## Task statement
Collect every line in the rows below that contains the word "metal". Case counts.

## Task material
<<<<

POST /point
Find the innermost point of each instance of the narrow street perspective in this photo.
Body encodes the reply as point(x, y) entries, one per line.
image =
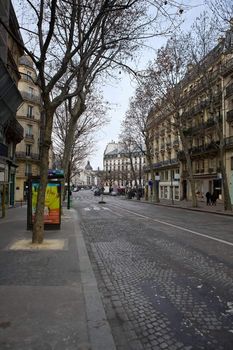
point(165, 274)
point(116, 175)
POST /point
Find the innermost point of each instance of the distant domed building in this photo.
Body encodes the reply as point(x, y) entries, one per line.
point(88, 167)
point(87, 177)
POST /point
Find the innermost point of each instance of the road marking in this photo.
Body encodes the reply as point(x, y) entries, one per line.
point(179, 227)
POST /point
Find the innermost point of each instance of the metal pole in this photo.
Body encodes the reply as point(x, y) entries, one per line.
point(68, 186)
point(172, 186)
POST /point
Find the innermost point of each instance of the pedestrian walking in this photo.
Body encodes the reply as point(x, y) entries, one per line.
point(208, 198)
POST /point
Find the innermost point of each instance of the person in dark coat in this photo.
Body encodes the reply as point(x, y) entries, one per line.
point(214, 198)
point(208, 198)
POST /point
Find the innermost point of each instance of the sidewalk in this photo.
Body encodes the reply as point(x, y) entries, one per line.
point(49, 295)
point(215, 209)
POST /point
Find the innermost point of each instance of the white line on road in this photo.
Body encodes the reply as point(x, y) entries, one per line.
point(96, 208)
point(180, 228)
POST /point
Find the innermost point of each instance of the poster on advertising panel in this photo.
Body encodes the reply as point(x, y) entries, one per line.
point(52, 202)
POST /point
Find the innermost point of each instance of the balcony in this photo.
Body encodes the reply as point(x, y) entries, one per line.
point(229, 142)
point(166, 163)
point(230, 116)
point(162, 132)
point(29, 138)
point(30, 97)
point(217, 98)
point(26, 77)
point(3, 150)
point(162, 147)
point(181, 155)
point(175, 144)
point(227, 68)
point(24, 155)
point(28, 173)
point(229, 90)
point(15, 130)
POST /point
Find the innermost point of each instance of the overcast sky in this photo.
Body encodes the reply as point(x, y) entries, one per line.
point(119, 93)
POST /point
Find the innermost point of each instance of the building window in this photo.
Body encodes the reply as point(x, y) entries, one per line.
point(28, 169)
point(30, 111)
point(28, 150)
point(31, 91)
point(29, 130)
point(29, 75)
point(177, 193)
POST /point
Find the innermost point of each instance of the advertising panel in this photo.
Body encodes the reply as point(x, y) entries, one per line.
point(52, 202)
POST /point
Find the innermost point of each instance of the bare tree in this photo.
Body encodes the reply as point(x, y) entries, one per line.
point(137, 124)
point(222, 11)
point(88, 123)
point(72, 42)
point(206, 56)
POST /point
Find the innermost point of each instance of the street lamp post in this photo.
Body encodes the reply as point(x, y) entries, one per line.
point(172, 187)
point(68, 185)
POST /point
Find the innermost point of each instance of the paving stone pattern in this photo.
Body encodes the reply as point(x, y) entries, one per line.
point(157, 292)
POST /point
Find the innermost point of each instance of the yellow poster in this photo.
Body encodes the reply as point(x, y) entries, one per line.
point(52, 202)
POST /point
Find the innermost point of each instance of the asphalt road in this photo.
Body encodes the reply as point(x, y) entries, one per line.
point(165, 274)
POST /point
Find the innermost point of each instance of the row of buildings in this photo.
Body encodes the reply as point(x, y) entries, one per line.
point(21, 112)
point(206, 112)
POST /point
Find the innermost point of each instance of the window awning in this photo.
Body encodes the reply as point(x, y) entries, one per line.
point(10, 97)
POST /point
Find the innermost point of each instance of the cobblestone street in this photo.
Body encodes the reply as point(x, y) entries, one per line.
point(160, 291)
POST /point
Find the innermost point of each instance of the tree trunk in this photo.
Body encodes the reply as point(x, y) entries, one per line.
point(190, 170)
point(3, 200)
point(155, 194)
point(226, 194)
point(74, 116)
point(38, 226)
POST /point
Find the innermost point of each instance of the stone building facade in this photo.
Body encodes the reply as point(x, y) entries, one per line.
point(11, 132)
point(207, 114)
point(30, 117)
point(120, 165)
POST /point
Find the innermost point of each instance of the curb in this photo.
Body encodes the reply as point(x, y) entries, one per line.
point(183, 208)
point(98, 326)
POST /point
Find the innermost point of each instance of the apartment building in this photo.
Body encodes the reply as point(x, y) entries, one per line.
point(207, 124)
point(11, 132)
point(123, 167)
point(29, 116)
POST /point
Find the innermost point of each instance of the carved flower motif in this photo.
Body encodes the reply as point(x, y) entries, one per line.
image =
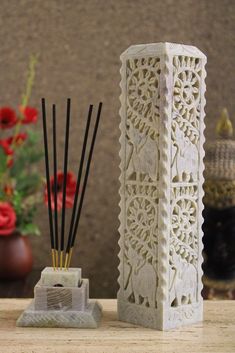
point(186, 90)
point(141, 216)
point(183, 218)
point(143, 93)
point(186, 83)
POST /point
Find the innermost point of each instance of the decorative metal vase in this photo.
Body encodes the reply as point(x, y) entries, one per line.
point(219, 212)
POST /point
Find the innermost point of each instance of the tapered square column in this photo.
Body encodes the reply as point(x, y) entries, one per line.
point(162, 124)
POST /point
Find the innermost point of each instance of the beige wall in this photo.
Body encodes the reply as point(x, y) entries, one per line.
point(79, 43)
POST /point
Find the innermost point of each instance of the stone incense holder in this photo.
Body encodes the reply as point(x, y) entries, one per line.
point(61, 299)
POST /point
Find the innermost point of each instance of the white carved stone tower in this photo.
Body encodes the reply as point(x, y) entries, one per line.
point(162, 125)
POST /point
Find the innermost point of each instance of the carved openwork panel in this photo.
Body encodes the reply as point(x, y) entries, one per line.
point(162, 124)
point(185, 134)
point(141, 180)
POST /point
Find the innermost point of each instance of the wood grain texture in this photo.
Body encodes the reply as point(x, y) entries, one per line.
point(215, 334)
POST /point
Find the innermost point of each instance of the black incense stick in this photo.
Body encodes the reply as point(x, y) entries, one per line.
point(86, 176)
point(48, 177)
point(64, 182)
point(55, 186)
point(80, 169)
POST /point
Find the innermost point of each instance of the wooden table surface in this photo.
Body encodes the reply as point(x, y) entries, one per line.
point(215, 334)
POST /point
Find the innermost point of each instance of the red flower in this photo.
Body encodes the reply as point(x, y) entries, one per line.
point(30, 115)
point(70, 190)
point(7, 219)
point(7, 118)
point(18, 139)
point(10, 162)
point(6, 147)
point(8, 189)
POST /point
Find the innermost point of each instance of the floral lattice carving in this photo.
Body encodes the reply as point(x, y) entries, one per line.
point(162, 112)
point(143, 94)
point(142, 156)
point(185, 158)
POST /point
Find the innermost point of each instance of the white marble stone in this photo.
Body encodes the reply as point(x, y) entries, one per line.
point(162, 125)
point(65, 278)
point(88, 318)
point(65, 298)
point(63, 303)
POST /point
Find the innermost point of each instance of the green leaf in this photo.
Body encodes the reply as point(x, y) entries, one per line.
point(3, 161)
point(29, 229)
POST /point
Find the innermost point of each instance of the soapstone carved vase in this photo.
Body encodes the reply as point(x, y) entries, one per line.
point(16, 259)
point(162, 124)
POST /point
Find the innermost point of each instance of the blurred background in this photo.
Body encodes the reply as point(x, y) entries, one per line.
point(79, 44)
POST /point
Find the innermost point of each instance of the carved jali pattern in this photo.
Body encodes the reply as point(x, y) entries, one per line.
point(141, 178)
point(184, 175)
point(161, 163)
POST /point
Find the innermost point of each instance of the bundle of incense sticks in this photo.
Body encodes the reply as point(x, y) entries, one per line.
point(58, 245)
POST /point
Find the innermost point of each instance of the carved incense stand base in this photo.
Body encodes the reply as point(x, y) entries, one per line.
point(61, 299)
point(162, 124)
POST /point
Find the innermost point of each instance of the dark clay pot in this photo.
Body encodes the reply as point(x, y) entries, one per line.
point(16, 258)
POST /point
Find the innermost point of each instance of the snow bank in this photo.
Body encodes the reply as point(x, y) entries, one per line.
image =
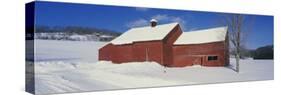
point(67, 66)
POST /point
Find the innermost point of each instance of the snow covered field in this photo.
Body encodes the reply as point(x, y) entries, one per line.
point(72, 66)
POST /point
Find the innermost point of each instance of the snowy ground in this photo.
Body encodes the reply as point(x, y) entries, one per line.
point(66, 66)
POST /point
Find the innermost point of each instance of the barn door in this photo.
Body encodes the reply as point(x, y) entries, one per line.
point(198, 61)
point(146, 54)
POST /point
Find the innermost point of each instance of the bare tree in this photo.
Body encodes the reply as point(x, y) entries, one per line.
point(237, 29)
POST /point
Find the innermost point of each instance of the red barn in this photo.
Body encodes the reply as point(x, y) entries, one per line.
point(167, 45)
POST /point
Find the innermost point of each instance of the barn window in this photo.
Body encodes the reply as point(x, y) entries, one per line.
point(210, 58)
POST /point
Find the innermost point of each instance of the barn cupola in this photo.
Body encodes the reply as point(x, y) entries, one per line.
point(153, 22)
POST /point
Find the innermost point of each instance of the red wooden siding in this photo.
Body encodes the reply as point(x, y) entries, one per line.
point(187, 55)
point(165, 53)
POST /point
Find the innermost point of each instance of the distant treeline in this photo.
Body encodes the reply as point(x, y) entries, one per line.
point(75, 30)
point(265, 52)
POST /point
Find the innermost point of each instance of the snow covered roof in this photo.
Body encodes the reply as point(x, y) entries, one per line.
point(202, 36)
point(147, 33)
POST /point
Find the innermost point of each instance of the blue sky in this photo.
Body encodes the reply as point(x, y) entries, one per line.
point(121, 19)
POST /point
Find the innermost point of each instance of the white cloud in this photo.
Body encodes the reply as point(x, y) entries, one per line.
point(168, 19)
point(138, 23)
point(161, 18)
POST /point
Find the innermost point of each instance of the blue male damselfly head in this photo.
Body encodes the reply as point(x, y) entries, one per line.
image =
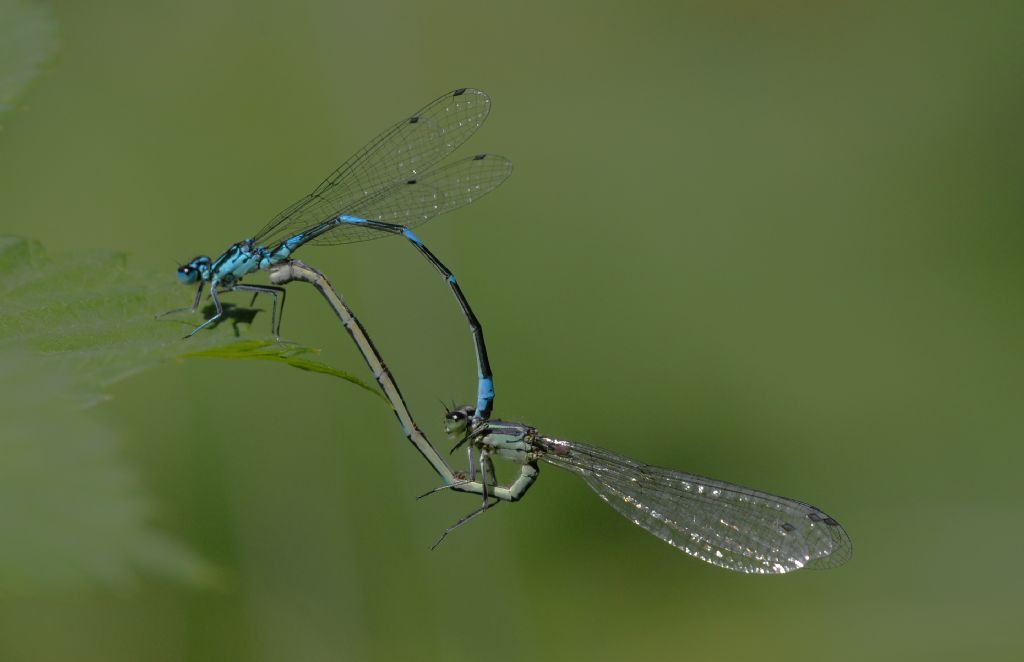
point(457, 420)
point(196, 270)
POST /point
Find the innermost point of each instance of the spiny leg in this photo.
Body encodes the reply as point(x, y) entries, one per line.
point(458, 524)
point(276, 313)
point(217, 316)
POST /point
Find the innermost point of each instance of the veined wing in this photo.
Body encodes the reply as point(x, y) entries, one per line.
point(400, 153)
point(416, 201)
point(726, 525)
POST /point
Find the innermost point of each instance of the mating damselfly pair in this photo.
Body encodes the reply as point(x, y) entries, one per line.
point(393, 183)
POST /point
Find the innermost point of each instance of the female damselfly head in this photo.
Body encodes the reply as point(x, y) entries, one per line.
point(457, 420)
point(197, 269)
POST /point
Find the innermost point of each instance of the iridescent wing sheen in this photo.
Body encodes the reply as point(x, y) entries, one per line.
point(414, 202)
point(403, 152)
point(726, 525)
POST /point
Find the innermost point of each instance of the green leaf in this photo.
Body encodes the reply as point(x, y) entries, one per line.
point(73, 512)
point(288, 354)
point(28, 39)
point(97, 317)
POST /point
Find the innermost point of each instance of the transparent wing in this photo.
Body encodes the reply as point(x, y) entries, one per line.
point(416, 201)
point(729, 526)
point(400, 153)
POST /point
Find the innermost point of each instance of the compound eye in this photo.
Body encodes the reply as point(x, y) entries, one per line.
point(187, 275)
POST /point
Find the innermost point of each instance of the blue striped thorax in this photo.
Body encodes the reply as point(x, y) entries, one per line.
point(197, 270)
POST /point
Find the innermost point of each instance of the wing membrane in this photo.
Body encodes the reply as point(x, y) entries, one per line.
point(400, 153)
point(726, 525)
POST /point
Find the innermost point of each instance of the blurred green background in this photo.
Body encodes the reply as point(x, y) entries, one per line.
point(777, 244)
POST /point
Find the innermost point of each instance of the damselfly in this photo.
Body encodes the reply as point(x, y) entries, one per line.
point(726, 525)
point(386, 188)
point(297, 271)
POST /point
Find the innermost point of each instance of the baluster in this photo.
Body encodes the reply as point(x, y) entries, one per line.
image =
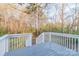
point(75, 44)
point(72, 43)
point(67, 42)
point(78, 44)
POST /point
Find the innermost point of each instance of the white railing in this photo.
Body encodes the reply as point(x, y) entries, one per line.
point(40, 39)
point(13, 41)
point(67, 40)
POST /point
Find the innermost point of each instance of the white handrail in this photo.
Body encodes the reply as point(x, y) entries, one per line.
point(70, 41)
point(5, 41)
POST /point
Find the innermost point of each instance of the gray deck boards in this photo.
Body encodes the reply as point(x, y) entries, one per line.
point(45, 49)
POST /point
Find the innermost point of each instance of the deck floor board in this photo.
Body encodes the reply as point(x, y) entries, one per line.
point(44, 49)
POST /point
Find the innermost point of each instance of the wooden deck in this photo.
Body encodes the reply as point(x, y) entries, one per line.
point(44, 49)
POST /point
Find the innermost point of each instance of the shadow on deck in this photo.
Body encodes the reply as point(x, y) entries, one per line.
point(44, 49)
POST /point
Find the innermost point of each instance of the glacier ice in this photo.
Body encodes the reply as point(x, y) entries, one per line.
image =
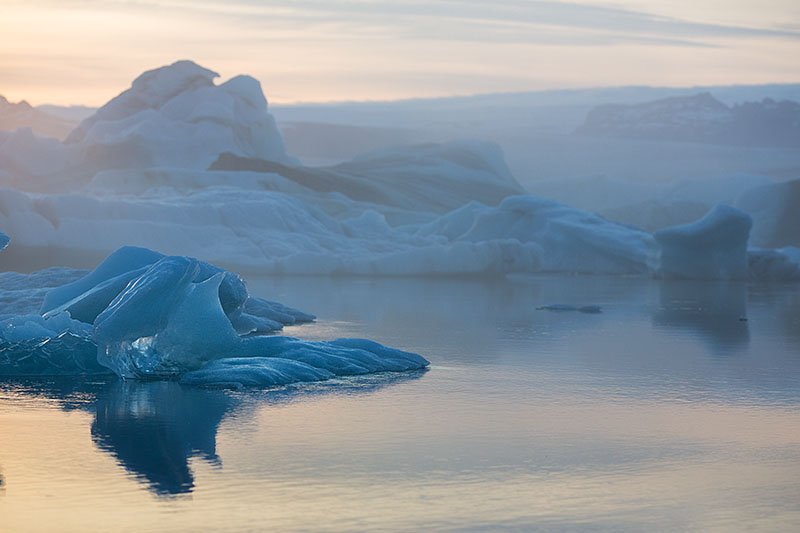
point(714, 247)
point(148, 316)
point(183, 165)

>>>>

## Response to this exercise
Find the innermost point of each instance of the metal pole in this photo.
Find the innermost point of each instance of the decorative metal vase in this photo.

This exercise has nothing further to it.